**What is asked:** Duplicate the lines of the records below, starting at the line containing "Spot the girl's chin;" and ending at the line containing "[[[40,20],[36,20],[37,22],[40,22]]]", both included, with no changes.

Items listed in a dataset
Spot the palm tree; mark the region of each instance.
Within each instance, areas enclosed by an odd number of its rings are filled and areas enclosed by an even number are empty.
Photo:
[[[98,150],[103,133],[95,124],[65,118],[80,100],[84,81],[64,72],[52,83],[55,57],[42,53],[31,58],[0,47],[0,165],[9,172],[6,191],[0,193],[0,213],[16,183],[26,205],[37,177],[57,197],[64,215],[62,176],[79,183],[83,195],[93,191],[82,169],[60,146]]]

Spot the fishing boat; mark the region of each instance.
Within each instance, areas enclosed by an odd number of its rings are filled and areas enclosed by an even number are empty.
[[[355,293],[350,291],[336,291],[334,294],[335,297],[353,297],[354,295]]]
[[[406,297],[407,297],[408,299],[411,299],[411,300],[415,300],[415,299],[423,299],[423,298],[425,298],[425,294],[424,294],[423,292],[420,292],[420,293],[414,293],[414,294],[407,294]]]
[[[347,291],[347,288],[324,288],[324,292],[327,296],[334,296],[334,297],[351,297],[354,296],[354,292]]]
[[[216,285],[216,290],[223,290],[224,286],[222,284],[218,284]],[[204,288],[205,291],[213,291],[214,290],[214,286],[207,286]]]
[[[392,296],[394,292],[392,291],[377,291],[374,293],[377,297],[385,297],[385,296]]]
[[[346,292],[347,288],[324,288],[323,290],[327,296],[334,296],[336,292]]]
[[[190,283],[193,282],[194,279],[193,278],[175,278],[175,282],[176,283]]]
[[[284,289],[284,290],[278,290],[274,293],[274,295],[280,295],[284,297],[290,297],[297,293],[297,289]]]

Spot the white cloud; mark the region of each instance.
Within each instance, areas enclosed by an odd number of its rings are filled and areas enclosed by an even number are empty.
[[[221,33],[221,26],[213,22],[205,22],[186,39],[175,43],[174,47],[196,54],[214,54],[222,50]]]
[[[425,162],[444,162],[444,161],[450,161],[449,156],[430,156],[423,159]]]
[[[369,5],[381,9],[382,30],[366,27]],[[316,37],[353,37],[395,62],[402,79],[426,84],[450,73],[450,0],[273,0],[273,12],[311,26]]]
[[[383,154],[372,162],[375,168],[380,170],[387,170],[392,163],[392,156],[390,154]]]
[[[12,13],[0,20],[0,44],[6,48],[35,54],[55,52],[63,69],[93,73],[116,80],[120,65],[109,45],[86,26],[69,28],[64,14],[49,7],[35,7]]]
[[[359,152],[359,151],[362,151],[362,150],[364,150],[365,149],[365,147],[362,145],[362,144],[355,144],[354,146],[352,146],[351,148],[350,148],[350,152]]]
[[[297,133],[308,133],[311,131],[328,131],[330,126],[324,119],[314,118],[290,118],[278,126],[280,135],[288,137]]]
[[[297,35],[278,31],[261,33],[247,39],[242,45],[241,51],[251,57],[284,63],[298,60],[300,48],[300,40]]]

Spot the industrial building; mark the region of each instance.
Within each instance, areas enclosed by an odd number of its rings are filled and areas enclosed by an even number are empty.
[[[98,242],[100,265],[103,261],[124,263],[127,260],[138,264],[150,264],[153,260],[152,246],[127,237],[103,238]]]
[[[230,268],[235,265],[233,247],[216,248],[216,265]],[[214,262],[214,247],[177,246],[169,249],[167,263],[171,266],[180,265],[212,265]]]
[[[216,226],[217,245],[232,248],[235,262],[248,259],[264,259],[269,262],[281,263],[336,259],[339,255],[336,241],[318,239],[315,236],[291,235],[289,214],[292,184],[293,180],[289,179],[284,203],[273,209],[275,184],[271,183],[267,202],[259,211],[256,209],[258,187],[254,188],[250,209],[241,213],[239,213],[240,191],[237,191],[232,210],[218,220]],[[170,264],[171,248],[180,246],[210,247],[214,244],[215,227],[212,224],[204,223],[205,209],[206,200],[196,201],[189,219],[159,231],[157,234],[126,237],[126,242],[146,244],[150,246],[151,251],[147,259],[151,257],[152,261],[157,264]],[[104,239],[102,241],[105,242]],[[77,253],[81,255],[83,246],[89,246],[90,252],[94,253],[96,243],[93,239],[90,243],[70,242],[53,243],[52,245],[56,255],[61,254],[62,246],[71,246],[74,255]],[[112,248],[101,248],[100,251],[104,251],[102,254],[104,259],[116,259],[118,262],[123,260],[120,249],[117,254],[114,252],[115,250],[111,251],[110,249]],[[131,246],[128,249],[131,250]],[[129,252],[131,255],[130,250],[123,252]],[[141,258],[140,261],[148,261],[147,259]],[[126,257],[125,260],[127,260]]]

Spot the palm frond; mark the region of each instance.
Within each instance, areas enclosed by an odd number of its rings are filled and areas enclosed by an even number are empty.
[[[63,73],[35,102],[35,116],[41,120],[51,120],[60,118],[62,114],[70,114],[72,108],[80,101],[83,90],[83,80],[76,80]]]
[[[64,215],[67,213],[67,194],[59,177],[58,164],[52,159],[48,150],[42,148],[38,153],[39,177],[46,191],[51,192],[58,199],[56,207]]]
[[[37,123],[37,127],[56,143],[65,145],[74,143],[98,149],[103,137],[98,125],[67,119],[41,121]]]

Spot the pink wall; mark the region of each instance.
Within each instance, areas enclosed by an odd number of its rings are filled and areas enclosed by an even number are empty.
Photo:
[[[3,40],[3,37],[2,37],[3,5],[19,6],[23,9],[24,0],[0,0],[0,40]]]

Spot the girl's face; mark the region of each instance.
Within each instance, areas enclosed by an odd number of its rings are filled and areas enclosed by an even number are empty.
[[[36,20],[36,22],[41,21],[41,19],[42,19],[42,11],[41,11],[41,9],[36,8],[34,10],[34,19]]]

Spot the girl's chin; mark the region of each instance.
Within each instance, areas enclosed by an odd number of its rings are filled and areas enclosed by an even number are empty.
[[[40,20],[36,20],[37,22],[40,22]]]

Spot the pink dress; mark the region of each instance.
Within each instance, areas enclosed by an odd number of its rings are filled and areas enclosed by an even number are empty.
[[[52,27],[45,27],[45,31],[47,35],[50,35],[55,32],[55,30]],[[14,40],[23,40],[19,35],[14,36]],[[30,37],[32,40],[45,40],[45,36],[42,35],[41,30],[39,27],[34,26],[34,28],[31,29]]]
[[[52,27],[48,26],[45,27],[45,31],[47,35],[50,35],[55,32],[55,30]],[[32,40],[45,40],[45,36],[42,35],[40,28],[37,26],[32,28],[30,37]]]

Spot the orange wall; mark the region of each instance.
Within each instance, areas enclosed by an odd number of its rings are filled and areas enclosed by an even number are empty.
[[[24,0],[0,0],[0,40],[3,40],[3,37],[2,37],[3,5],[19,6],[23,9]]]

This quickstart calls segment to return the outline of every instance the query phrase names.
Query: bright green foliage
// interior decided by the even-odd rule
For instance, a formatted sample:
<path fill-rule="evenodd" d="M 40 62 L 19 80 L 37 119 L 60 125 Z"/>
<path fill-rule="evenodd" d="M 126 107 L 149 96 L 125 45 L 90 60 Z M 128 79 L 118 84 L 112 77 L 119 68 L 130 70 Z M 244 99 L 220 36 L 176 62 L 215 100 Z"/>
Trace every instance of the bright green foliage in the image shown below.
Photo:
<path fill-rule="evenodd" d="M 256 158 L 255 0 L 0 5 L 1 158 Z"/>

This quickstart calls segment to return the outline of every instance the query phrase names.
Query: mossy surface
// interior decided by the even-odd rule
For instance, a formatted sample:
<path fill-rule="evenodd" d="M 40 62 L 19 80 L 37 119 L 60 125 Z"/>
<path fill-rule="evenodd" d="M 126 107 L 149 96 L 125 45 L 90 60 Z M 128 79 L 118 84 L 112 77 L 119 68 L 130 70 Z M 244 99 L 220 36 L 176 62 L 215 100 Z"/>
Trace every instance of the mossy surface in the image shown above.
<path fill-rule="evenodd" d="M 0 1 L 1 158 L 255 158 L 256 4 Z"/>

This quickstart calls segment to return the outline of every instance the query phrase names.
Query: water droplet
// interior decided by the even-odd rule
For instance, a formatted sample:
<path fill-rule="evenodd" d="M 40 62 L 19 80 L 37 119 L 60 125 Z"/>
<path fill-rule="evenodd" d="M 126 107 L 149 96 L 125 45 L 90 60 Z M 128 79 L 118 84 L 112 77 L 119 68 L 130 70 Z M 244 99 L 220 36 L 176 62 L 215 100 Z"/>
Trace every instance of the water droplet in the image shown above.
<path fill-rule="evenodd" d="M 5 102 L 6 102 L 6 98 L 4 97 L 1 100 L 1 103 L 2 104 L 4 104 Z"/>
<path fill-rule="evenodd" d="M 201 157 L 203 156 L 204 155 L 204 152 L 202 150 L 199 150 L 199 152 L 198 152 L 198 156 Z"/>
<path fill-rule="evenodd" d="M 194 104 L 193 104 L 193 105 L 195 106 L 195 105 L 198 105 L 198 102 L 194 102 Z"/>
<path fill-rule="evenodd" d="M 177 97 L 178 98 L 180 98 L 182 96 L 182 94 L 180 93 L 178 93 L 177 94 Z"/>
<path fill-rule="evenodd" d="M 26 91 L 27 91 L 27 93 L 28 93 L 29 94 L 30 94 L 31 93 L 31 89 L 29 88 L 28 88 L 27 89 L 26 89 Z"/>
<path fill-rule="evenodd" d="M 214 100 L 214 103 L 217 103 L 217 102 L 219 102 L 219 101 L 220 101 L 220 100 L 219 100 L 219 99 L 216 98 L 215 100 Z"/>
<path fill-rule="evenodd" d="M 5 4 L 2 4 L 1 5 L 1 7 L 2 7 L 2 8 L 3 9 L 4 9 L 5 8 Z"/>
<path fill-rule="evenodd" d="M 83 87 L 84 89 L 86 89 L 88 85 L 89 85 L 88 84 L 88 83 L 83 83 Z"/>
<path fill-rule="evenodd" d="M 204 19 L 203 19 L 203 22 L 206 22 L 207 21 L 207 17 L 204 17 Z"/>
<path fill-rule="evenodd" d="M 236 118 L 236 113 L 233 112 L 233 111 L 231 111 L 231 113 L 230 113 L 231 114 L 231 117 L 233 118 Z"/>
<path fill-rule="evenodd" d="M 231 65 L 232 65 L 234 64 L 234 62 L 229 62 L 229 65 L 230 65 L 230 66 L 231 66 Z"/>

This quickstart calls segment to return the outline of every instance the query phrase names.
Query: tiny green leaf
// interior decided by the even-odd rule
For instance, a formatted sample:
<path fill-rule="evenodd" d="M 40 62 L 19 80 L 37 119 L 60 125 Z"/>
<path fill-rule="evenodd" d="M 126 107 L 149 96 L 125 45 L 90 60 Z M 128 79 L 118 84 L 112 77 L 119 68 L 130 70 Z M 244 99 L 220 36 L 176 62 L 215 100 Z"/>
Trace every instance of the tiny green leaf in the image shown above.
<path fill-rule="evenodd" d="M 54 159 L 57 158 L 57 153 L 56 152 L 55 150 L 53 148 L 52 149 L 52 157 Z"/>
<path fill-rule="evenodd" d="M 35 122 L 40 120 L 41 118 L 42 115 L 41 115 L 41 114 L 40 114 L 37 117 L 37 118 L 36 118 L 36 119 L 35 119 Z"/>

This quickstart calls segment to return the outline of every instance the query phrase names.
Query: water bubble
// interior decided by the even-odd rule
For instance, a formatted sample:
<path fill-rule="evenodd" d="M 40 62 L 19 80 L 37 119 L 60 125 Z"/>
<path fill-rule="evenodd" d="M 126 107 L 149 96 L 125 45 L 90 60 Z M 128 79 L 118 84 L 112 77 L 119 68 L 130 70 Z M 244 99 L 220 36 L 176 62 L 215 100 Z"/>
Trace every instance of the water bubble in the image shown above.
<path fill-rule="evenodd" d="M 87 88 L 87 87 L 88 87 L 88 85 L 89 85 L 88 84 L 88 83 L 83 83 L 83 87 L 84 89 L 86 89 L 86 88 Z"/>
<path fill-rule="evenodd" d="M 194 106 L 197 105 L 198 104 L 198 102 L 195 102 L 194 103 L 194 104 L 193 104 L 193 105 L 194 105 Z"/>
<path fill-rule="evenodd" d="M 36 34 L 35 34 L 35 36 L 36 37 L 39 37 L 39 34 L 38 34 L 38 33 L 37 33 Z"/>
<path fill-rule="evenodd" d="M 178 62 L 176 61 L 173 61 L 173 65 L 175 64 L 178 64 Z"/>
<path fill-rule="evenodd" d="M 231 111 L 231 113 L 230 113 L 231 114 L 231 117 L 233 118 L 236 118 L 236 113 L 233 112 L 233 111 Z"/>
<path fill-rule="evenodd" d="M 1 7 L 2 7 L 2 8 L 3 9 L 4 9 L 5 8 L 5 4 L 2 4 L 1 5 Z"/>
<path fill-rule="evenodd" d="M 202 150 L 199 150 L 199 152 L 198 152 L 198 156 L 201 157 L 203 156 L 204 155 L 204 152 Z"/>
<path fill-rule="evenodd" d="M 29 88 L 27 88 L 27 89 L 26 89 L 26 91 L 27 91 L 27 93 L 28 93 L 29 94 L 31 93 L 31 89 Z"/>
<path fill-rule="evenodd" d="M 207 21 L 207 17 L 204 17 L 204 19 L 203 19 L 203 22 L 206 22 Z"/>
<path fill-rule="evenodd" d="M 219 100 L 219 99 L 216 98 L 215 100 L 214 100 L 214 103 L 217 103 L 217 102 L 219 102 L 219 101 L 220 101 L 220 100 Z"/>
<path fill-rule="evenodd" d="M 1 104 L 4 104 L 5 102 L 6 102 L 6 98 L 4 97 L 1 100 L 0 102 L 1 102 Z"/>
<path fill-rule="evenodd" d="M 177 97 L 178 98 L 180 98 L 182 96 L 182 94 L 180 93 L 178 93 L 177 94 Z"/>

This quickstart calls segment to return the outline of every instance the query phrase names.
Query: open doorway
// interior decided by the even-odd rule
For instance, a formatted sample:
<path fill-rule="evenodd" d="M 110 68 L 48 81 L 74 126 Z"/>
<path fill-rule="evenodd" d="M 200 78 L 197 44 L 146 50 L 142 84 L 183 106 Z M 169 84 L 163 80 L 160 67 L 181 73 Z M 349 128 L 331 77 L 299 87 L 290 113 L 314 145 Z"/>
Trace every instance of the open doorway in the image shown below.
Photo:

**Result:**
Spot the girl's chin; mark the region of each instance.
Within each instance, areas enclosed by an odd number of its rings are filled and areas enclosed by an even number are empty.
[[[40,20],[36,20],[37,22],[40,22]]]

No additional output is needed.